» Assigned task:
Return the entries verbatim and drop every picture.

==== Records supplied

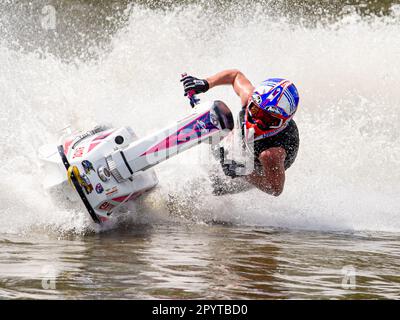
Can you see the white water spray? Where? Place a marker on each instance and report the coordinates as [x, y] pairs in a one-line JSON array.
[[346, 175]]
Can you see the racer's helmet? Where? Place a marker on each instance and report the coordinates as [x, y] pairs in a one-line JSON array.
[[271, 107]]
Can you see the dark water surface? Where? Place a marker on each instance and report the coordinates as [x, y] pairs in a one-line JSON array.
[[202, 261]]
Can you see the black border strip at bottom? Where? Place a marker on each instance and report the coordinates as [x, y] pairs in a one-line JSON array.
[[78, 187]]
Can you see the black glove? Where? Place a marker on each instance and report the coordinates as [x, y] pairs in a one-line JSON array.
[[191, 83]]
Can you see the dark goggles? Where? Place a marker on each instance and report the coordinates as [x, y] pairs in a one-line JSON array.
[[266, 120]]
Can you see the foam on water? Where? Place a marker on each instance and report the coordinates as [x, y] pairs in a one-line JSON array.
[[346, 175]]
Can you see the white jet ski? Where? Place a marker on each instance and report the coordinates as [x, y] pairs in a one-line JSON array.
[[107, 167]]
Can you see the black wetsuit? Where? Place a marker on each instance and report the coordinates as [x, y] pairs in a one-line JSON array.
[[287, 139]]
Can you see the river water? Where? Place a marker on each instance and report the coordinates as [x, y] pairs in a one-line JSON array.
[[332, 234]]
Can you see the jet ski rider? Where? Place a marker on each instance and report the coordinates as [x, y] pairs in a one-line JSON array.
[[267, 111]]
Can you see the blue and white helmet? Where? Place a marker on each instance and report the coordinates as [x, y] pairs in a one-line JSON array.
[[271, 107]]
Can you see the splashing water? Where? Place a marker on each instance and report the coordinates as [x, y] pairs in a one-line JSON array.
[[347, 71]]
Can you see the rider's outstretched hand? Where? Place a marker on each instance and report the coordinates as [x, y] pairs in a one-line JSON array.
[[191, 83]]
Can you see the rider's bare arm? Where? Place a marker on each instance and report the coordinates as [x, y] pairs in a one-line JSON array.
[[272, 179], [237, 79]]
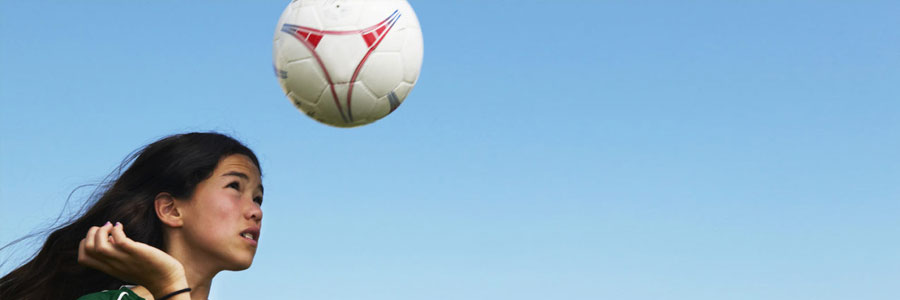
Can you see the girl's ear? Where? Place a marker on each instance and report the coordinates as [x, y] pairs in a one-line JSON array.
[[167, 210]]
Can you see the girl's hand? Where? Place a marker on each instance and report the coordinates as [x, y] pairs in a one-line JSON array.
[[107, 249]]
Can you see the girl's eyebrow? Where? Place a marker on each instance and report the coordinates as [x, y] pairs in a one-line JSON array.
[[243, 176]]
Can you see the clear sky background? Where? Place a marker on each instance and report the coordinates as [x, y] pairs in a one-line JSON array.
[[551, 149]]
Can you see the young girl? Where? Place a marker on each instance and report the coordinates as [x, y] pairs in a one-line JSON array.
[[186, 208]]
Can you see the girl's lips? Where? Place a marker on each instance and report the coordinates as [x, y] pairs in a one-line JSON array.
[[254, 231], [251, 241]]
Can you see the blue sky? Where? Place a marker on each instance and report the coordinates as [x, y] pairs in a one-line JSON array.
[[550, 150]]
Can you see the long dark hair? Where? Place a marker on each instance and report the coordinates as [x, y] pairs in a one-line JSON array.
[[175, 164]]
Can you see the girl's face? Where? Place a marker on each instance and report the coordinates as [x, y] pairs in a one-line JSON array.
[[223, 218]]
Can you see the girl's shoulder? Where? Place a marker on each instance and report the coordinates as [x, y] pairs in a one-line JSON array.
[[122, 293]]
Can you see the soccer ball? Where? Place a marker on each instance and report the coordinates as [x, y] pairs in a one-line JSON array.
[[347, 63]]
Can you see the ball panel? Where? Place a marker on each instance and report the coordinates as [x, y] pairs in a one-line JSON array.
[[382, 73], [341, 54], [339, 14], [326, 109], [402, 91], [361, 103], [304, 78]]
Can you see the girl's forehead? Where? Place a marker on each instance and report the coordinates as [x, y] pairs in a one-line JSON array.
[[237, 162]]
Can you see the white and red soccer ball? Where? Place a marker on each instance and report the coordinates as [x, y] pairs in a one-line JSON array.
[[347, 63]]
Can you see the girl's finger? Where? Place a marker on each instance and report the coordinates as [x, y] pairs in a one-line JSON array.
[[101, 239], [89, 238], [119, 239]]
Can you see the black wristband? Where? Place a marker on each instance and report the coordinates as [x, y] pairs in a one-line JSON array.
[[172, 294]]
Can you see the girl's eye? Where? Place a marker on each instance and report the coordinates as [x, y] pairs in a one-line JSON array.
[[235, 185]]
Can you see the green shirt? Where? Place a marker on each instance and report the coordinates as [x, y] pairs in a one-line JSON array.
[[122, 293]]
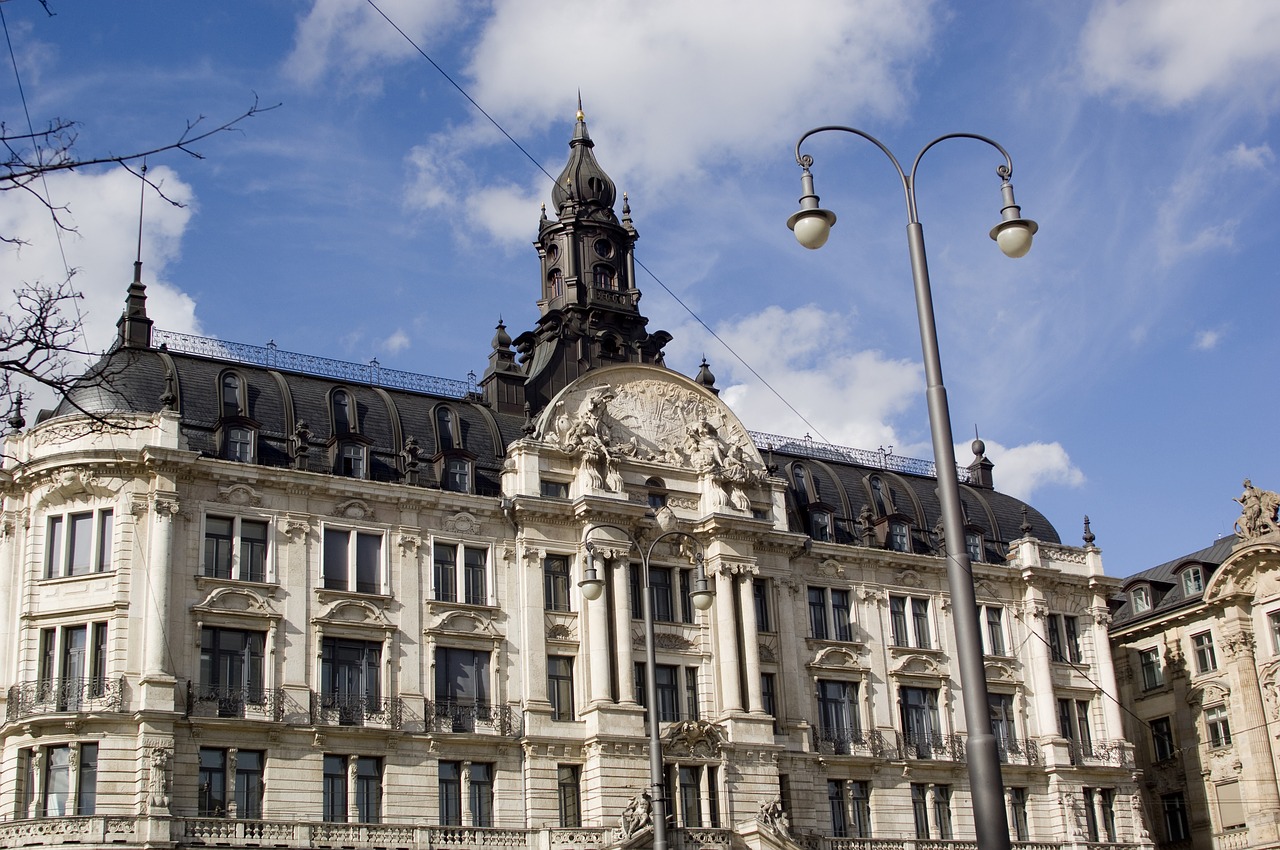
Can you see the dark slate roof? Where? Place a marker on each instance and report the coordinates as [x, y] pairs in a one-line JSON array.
[[137, 379], [1166, 586]]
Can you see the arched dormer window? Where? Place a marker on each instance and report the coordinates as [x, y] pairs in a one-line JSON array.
[[237, 433]]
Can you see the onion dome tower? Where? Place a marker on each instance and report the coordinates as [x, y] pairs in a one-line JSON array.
[[589, 300]]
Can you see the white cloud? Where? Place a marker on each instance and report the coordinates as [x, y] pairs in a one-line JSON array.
[[1022, 470], [351, 35], [1207, 339], [1175, 51]]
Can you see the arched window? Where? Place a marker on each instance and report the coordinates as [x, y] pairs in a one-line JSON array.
[[233, 396]]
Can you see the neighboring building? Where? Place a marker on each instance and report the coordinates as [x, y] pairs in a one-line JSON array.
[[1197, 647], [288, 602]]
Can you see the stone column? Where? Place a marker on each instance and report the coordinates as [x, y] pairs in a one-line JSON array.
[[750, 641], [1252, 740], [726, 644], [164, 507], [620, 572]]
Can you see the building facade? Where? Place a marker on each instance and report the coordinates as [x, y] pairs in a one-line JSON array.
[[260, 598], [1197, 647]]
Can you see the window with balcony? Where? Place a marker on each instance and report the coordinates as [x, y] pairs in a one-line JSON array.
[[59, 781], [1152, 671], [914, 631], [470, 584], [830, 615], [1206, 659], [236, 548], [352, 561], [556, 583], [568, 795], [1162, 739], [72, 666], [1217, 727], [78, 544], [231, 668], [993, 635], [560, 686], [351, 679], [920, 725]]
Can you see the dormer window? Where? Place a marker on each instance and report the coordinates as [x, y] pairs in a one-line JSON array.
[[1141, 599], [899, 537], [343, 421]]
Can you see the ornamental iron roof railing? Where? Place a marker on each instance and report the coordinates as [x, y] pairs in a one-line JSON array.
[[881, 460], [272, 357]]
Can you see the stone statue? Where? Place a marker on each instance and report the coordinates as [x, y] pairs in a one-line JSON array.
[[638, 816], [1257, 512], [775, 817]]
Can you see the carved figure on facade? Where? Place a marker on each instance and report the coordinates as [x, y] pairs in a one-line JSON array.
[[773, 817], [694, 739], [1257, 512], [636, 817]]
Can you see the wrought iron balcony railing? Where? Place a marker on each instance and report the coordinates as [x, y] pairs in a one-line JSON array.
[[931, 745], [251, 703], [851, 741], [60, 695], [356, 709], [466, 716]]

========

» Completed task:
Can you see the white water spray? Where? Place a marker on each instance and report the coordinates as [x, y] pairs in a one-line JSON array.
[[346, 175]]
Can you see the racer's helmet? Where? Place a marker on each instance and report the coordinates as [x, y] pairs in a one-line JSON array.
[[271, 107]]
Can you see the dark water surface? Where? Place a marker on each instance and report the coordinates as [x, y] pairs in a one-line JSON array.
[[202, 261]]
Can you see the black border strip at bottom? Where? Place a marker on each instance and report the coordinates as [x, y] pairs in a one-line JSON array.
[[78, 187]]
Can you see the black glove? Where? Place a marker on each instance and report the coordinates as [x, y] pairs in a one-line JSON array.
[[191, 83]]
Can you see the dark goggles? Where? Place a marker on each instance and report the coordinates as [x, y] pairs in a one-line JSON array.
[[266, 120]]
Can you see the foam on water? Where? Place a marker on each instance and report the coordinates as [x, y] pairs in a one-line JSON array.
[[346, 175]]
Can you see the white jet ski? Where? Place a marker on each instance and report the coordinates as [x, y] pairs in a one-line JSON array.
[[107, 167]]
Can you see the black wetsuit? Where? Place a marker on each instance and report the coordinates as [x, y] pairs in a one-line JSON array.
[[287, 139]]
Can you see the river water? Where? Place a marker on each instance and report the coordinates as [x, y] pairs in a one-line JSON array.
[[332, 234]]
Can you see the jet ski rider? Where? Place a marker on each instance and report the coordinates as [x, y] pairs in a one-line JSON array.
[[267, 111]]
Can you see the blue and white helmet? Where? Place a marker on each instance and report the coordinates as [x, y] pairs in a one-line JSON array.
[[271, 107]]
Can you see the splashing water? Where? Place a marker on each instance and report the coordinates as [x, y] pairs in a one-line JSON array.
[[347, 71]]
Can you see the rider's outstretched hand? Where? Place a marker on each instance and report the coordinates as [x, y] pairs in a one-line JSON array.
[[191, 83]]
Can you see the rider's bare arm? Where? Place a marker on each instance and report the coordinates as [x, y] pairs in a one-line JSON array.
[[272, 179], [237, 79]]
Can you see the girl's ear? Where? Place a marker on each instance and report the coordinates as [x, y] pairs in a one-line JSON array.
[[167, 210]]
Can you see the girl's hand? Where? Place a marker on each instance and report the coordinates as [x, y] pairs in a one-line JSON array.
[[107, 249]]
Can you see the girl's eyebrow? Where? Place a marker on each instance and report the coordinates as [x, y] pairs in a one-line JSON array.
[[243, 176]]
Can you see the clear sky background? Where? Place a marker on each instance and report the coordinates as [x, y] pairs in a one-line JSON array.
[[551, 149]]
Can you see the young girl? Where? Place a marker on each instance and report the coordinates as [x, y] pairs in a one-line JSON array.
[[186, 208]]
Can you see the girl's lips? Where? Place a marker on each instance and report the coordinates as [x, y] pairs in a one-line JSON array.
[[254, 231], [251, 241]]
Can you see the blue sky? Where? Place a marker on each instance and report the coordinates as [x, y] pairs in a one-line JSON array.
[[550, 150]]
Can you see the long dark hair? Where? Place a marker on each instance and report the coordinates as [x, y] pairs in a one-line JSON array.
[[175, 164]]
Can you see the girl's face? Where? Place a marker on each instance and report the coordinates as [x, y] pairs in a one-line JSON array.
[[223, 218]]
Can you see the girl's shoulder? Where? Place a marker on each instance and report the coordinates as [x, y] pairs in a one-line JSON array.
[[122, 293]]
Can you see the soccer ball? Where? Place a marker on each instance and report the coordinates as [x, y] pairs in a one-line JSON array.
[[347, 63]]
Can you see the ball panel? Where? Place a marker on each instance and report the coordinates as [x, y] pairs in a one-line JSON array.
[[382, 73], [341, 54], [339, 14], [326, 109], [402, 91], [361, 103], [304, 78]]
Can you see the girl's forehead? Where? Place a marker on each instance and report the coordinates as [x, y] pairs in a one-line JSON array.
[[237, 162]]
Can you see the white and red soccer ball? Where? Place a marker on each instance and report the coordinates as [x, y] pairs in a one-line JSON array.
[[347, 63]]
Can you see the girl's finger? Where? Place a marker on each instance and report the coordinates as [x, y] pairs in a one-line JSON array.
[[101, 239], [89, 238], [119, 239]]
Can you see the black wristband? Where? Place a marker on each instance and report the coordinates as [x, y] pairs in a one-line JSON array.
[[172, 294]]
Can you see the girl's eye? Where? Place a marker on each instance and report the coordinates as [x, y] pairs in a one-line JSON array.
[[235, 185]]
Can you see the green shirt? Where? Place a marker on each instance and report the coordinates as [x, y] pairs in a one-line JSON array.
[[122, 293]]
Can you see the dark slate roof? Where? Place a marker on each instance and report the coordinates as [x, y] pairs in a one-line JSON array.
[[137, 379], [1166, 586]]
Can you see the arched dormer window? Where? Place a marker on each instance and report the coordinates as [x, y] pairs in a one-line JSON array.
[[237, 433]]
Can you see the onion dome tower? Where? Place a marker on each instance and report the coordinates as [x, y] pairs in a one-line JSON array.
[[589, 300]]
Can you see the white cloud? Where? Place a marker on each instance and report the coordinates as [x, y] pairs in a one-line JSON array.
[[1022, 470], [351, 35], [1207, 339], [1175, 51]]
Can you see the arched window? Where? Place a marker on each instance and report the coordinates as [x, y] pairs in a one-line JSON array.
[[233, 396]]
Can you see the neighboring building? Where? Place a marker on each instance and report the coordinates as [x, y] pairs in a one-line JSON array.
[[1197, 647], [288, 602]]
Can you see the stone column? Where? Place a marker on each instance and report the coordinates as [x, y] pairs in a one-line JSON array.
[[750, 641], [1252, 740], [726, 644], [164, 507], [620, 572]]
Can you see the building facade? Where? Place a marker on each instance and report the coordinates as [x, y] pairs in a one-line JSON array.
[[260, 598], [1197, 647]]
Can you see the window with balcony? Where? Place a marker on each instance and report the coordinates as [x, y] pairs in a one-line JSON array.
[[59, 781], [1152, 671], [914, 631], [470, 584], [830, 615], [1206, 659], [236, 548], [352, 561], [556, 583], [568, 795], [1162, 739], [72, 666], [1217, 727], [78, 544], [231, 668], [993, 635], [560, 686], [351, 679], [920, 725]]
Can you see the dormer window? Where? Place a marker on each instance and report the coordinates as [x, y] pairs in a one-line JSON array.
[[1141, 599], [899, 537], [343, 421]]
Can you see the ornamental iron roof railing? Where? Place a marker on each instance and report the coordinates as [x, y] pairs in a one-line JSON array.
[[881, 460], [272, 357]]
Can you see the stone statue? Where? Place a marker on each instance and report the coordinates as [x, y] pairs in a one-line JSON array.
[[638, 816], [1257, 512], [775, 817]]
Can you see the carved figure on facade? Where? Place a marker on each instance and report the coordinates as [x, y] pairs in a one-line JSON array.
[[773, 817], [694, 739], [1257, 512], [636, 817]]
Can you see the wrought iron balcony railing? Where? Place a marker on each instance and report the coordinates as [x, y] pairs in a one-line JSON array.
[[931, 745], [251, 703], [851, 741], [60, 695], [356, 709], [466, 716]]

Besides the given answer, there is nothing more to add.